--- EXCERPTED DATA ---

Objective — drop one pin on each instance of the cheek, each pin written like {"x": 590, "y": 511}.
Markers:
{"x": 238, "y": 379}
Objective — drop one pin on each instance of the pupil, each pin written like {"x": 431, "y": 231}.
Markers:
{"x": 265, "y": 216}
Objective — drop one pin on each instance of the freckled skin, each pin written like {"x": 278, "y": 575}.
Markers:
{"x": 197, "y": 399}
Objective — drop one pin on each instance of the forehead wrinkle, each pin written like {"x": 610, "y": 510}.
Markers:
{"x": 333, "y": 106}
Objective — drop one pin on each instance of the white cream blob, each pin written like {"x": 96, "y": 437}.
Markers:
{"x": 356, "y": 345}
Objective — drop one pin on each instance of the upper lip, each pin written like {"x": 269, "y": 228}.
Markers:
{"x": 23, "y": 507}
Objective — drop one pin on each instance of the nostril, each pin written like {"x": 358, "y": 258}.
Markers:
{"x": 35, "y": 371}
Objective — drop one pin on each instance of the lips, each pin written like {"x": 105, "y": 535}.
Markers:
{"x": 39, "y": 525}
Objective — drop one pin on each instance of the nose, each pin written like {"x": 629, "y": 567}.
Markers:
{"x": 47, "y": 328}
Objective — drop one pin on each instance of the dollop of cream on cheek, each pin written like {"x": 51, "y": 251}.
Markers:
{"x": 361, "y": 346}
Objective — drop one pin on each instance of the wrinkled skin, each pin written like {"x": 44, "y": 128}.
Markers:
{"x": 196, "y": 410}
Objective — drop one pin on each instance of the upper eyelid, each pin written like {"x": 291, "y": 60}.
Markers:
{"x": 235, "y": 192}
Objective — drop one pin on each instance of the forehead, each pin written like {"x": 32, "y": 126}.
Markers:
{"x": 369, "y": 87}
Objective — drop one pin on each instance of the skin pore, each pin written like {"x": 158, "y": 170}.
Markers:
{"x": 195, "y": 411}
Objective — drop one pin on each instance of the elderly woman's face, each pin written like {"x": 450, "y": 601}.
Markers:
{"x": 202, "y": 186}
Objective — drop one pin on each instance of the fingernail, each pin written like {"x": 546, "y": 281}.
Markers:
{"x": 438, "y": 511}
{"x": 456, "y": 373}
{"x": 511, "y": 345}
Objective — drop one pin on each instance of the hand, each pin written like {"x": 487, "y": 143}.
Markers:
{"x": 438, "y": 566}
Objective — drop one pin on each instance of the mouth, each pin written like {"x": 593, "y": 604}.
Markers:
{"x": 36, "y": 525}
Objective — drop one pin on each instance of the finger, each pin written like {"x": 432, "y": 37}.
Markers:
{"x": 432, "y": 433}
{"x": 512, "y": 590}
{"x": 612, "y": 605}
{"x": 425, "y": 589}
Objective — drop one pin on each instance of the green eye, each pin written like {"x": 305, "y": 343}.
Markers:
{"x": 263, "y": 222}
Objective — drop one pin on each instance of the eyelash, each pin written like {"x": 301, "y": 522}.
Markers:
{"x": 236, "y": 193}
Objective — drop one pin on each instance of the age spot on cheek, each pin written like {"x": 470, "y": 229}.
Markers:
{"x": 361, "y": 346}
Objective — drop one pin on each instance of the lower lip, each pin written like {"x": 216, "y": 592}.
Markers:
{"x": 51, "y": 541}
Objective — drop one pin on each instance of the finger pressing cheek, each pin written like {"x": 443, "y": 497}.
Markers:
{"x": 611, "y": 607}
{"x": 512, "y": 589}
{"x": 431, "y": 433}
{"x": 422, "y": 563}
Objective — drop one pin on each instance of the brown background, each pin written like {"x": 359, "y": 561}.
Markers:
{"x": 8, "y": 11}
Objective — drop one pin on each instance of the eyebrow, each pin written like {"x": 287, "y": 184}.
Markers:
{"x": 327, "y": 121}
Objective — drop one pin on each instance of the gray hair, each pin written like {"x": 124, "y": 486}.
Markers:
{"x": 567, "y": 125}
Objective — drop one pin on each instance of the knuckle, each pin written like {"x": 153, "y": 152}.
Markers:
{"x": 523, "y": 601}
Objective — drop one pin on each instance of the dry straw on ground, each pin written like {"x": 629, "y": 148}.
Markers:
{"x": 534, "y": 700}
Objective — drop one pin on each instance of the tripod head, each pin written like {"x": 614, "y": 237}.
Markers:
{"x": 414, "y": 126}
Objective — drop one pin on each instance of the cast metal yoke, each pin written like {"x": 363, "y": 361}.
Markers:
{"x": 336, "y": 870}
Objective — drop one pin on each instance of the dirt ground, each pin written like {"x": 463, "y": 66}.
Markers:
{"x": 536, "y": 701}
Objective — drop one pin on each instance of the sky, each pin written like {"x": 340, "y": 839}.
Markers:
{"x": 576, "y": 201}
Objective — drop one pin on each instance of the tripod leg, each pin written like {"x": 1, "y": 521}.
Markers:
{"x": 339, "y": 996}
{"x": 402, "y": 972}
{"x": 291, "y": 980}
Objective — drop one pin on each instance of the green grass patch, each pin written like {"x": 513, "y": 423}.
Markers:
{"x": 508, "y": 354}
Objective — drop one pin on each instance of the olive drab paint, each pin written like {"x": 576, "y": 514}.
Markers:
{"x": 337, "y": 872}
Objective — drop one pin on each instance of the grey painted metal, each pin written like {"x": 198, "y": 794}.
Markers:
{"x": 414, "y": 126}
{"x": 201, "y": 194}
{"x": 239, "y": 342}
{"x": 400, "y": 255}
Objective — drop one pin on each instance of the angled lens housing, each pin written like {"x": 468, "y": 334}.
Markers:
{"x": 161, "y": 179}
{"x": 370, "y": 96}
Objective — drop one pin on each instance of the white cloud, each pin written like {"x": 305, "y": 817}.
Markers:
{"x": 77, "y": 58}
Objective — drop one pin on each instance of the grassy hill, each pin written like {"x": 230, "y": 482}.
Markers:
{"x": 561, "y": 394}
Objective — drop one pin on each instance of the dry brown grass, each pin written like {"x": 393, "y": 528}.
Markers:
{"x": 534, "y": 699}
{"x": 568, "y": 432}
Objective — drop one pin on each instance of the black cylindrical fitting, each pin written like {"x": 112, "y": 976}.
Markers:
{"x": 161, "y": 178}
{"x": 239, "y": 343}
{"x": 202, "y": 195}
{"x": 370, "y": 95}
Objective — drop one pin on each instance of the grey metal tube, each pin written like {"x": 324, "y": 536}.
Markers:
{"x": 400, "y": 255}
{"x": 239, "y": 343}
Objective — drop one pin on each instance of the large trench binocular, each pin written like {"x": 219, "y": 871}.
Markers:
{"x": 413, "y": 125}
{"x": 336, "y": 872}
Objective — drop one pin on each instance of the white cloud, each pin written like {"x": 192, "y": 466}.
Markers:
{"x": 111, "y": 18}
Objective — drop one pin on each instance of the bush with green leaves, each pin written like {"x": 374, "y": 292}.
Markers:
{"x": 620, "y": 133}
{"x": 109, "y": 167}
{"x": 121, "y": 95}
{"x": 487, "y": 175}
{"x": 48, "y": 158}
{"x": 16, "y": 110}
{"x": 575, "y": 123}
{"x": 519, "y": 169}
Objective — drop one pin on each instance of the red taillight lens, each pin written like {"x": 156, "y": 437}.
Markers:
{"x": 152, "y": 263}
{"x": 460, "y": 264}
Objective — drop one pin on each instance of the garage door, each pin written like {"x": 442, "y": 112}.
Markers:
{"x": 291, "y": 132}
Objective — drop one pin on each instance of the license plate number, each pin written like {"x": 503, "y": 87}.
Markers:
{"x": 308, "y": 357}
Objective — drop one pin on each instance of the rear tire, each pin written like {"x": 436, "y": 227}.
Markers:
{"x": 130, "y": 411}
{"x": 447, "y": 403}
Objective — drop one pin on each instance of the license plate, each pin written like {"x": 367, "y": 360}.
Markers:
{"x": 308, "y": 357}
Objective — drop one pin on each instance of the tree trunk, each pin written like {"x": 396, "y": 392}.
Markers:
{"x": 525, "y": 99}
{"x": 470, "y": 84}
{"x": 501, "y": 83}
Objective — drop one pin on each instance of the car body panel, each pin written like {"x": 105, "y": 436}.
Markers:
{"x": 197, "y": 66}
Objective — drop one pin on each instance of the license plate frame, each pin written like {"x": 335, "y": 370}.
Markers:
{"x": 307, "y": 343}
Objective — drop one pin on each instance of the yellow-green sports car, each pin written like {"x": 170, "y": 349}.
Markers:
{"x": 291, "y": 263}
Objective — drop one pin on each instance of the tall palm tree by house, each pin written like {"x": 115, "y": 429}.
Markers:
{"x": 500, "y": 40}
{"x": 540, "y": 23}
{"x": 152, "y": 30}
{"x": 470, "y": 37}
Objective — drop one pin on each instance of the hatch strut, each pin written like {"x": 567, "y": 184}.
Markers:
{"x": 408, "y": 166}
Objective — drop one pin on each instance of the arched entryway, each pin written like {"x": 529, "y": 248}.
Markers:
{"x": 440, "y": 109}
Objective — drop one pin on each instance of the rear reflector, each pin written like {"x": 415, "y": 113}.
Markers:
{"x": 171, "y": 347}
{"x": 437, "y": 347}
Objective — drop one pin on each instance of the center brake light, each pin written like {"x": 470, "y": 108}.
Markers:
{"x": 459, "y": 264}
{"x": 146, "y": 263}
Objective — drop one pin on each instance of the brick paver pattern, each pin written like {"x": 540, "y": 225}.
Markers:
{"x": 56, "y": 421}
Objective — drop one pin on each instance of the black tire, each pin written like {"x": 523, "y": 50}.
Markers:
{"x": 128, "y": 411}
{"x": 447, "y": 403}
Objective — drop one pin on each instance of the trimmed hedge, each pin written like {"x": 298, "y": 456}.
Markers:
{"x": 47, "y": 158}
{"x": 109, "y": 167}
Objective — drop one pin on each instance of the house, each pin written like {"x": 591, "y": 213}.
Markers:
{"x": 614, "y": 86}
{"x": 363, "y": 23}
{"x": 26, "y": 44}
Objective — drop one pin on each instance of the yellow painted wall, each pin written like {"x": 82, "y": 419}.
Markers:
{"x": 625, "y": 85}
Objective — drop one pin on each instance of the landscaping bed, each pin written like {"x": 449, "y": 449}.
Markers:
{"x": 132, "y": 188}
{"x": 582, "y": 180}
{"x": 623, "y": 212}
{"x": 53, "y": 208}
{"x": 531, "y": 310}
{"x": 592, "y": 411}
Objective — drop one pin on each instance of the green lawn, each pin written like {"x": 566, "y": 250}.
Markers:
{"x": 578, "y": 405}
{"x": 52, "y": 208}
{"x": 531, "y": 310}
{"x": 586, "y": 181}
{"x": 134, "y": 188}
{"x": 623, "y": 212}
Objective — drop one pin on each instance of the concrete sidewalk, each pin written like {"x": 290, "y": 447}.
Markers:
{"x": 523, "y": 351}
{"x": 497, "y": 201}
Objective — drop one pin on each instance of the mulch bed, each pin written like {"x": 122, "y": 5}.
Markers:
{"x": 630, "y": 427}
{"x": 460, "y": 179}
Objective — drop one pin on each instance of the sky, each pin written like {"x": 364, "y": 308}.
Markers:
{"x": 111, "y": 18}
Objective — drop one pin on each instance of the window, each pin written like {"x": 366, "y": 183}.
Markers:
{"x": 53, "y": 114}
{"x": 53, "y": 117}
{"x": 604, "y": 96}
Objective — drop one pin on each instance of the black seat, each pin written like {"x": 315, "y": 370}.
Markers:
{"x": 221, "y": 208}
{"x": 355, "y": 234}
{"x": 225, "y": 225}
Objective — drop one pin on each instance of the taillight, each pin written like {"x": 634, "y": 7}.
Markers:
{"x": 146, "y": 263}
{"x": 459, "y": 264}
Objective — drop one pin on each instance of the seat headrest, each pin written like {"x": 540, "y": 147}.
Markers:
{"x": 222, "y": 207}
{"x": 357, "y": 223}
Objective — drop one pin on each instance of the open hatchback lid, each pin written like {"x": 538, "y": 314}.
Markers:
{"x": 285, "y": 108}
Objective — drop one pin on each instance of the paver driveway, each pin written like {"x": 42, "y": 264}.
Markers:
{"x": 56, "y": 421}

---

§ WHAT THE TASK REQUIRES
Copy exactly the lines of the listing above, beginning at the line with "black seat, each" and ending at its final line; write out nothing else.

§ RESPONSE TO THE TASK
Objective — drop one pin on each instance of the black seat, each pin written like {"x": 315, "y": 370}.
Markers:
{"x": 221, "y": 208}
{"x": 355, "y": 234}
{"x": 225, "y": 225}
Objective — drop one pin on each instance of the taillight, each pin written like {"x": 634, "y": 7}.
Markers:
{"x": 146, "y": 263}
{"x": 459, "y": 264}
Objective — drop one pin on each instance of the seat headrest, each pin written like {"x": 540, "y": 147}.
Markers:
{"x": 222, "y": 207}
{"x": 357, "y": 223}
Objective — drop one pin on each instance of the open hatchback lid, each pin written like {"x": 538, "y": 314}.
Markers:
{"x": 285, "y": 108}
Objective — drop one pin on each instance of the paver driveway, each pin written like {"x": 42, "y": 264}.
Markers:
{"x": 56, "y": 421}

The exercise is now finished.